Group certification is a mechanism for achieving economic and operational efficiencies by issuing a single certificate for a pool of participants. Group certification is used in both forest management certification as well as chain-of-custody certification. A common example of forest management group certification is when a consulting forester holds and manages a certificate on behalf of a group of his or her clients. With chain-of-custody group certification, small business owners share a single certificate that collectively applies to their individual operations and products.

In the United States, 58% of the total timberland is owned by non-industrial private landowners. To achieve broad forest stewardship goals, it is critical that this group is included in any programs that impact long-term forest management. Forest certification is one such program. It is estimated that there are nearly 10 million private forest owners, with 90% having properties smaller than 100 acres. It appears that group certification approaches are the most likely mechanism for engaging these owners and their lands in forest certification opportunities.

Certification of family forests is a way to help deliver the wood supplies that the marketplace is increasingly demanding, to recognize and reward the practice of responsible forestry on more acres, and to give family forest owners an opportunity to make a public statement about their values. Group certification can be a flexible and useful tool for engaging family forests and small forestry enterprises.

This report provides background information on forest management group certification and examples of existing group certificates in the United States. Opportunities and challenges associated with increasing the use of group certification are also discussed.

## RECORDS

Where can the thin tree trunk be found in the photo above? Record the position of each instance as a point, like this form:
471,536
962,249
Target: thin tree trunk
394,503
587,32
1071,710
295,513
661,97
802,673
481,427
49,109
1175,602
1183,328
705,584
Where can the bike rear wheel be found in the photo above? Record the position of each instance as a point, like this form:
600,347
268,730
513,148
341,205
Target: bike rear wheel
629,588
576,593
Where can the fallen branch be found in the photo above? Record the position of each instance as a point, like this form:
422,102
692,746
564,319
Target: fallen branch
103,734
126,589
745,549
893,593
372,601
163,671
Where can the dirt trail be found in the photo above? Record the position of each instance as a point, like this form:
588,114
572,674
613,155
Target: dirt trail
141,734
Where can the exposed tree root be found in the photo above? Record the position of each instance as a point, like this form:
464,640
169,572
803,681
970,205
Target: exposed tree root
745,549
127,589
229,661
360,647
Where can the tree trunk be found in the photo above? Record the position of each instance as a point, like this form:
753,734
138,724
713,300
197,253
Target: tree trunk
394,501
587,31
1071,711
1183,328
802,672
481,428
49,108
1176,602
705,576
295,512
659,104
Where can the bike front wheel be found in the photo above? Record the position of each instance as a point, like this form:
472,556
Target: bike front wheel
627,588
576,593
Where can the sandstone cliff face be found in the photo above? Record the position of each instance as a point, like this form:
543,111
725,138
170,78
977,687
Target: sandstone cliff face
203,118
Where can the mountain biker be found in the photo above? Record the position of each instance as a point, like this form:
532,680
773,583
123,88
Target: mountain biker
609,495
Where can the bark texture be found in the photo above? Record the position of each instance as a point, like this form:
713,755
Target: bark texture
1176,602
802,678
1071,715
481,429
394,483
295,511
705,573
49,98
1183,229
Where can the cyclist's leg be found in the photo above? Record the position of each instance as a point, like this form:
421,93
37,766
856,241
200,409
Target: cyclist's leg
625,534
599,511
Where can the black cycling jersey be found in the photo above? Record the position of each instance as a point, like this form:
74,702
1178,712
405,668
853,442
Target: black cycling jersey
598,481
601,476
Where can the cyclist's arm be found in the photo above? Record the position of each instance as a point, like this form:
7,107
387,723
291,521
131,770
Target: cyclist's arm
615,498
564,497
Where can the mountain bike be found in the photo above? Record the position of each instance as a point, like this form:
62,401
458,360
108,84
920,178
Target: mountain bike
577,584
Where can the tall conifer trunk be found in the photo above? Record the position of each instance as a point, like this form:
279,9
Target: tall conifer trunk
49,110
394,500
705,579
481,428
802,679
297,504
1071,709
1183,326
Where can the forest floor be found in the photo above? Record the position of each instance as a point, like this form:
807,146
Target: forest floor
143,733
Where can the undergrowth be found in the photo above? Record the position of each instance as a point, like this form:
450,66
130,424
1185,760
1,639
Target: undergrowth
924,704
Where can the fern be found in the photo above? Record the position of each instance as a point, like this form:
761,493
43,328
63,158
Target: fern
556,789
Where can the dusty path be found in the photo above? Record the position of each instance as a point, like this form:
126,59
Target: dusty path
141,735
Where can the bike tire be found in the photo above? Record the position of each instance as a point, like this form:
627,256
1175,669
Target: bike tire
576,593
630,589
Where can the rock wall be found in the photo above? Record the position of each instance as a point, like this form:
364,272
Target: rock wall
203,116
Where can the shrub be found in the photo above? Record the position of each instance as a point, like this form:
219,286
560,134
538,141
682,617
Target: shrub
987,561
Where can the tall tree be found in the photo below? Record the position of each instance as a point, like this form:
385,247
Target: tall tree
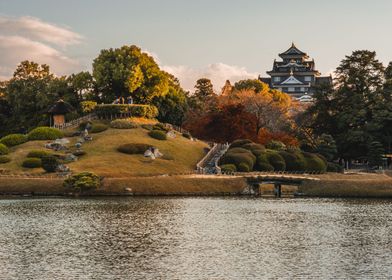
129,71
204,88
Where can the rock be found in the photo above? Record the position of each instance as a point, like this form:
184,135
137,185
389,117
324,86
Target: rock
171,134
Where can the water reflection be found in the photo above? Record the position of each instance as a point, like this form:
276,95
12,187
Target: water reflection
195,238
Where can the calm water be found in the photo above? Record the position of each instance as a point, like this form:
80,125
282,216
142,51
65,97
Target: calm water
195,238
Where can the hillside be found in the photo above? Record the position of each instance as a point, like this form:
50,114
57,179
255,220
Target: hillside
180,154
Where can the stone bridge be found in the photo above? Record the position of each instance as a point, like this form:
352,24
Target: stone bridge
255,180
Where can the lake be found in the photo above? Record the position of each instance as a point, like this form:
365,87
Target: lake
195,238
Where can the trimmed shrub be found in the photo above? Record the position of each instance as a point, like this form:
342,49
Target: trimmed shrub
50,163
262,163
133,148
158,134
276,145
228,168
38,154
135,110
242,151
240,143
14,140
187,135
265,166
88,106
44,133
147,126
243,167
4,159
334,167
79,153
123,124
85,181
98,127
32,163
314,163
160,126
167,157
237,159
294,161
276,160
3,149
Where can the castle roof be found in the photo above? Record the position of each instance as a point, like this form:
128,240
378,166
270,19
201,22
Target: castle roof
293,51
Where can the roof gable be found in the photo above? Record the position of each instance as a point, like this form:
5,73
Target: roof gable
291,81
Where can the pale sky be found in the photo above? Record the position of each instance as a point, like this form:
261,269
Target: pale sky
218,39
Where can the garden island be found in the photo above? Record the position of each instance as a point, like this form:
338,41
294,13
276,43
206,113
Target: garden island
129,128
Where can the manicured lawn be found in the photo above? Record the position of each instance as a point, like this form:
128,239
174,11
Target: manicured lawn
103,158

## REQUIREMENT
Repeat the part of the forest group certification passage that starts with "In the United States, 58%" and goes on through "in forest certification opportunities.", word for word.

## SOLUTION TO THIS EXERCISE
In the United States, 58% of the total timberland is owned by non-industrial private landowners. To achieve broad forest stewardship goals, it is critical that this group is included in any programs that impact long-term forest management. Forest certification is one such program. It is estimated that there are nearly 10 million private forest owners, with 90% having properties smaller than 100 acres. It appears that group certification approaches are the most likely mechanism for engaging these owners and their lands in forest certification opportunities.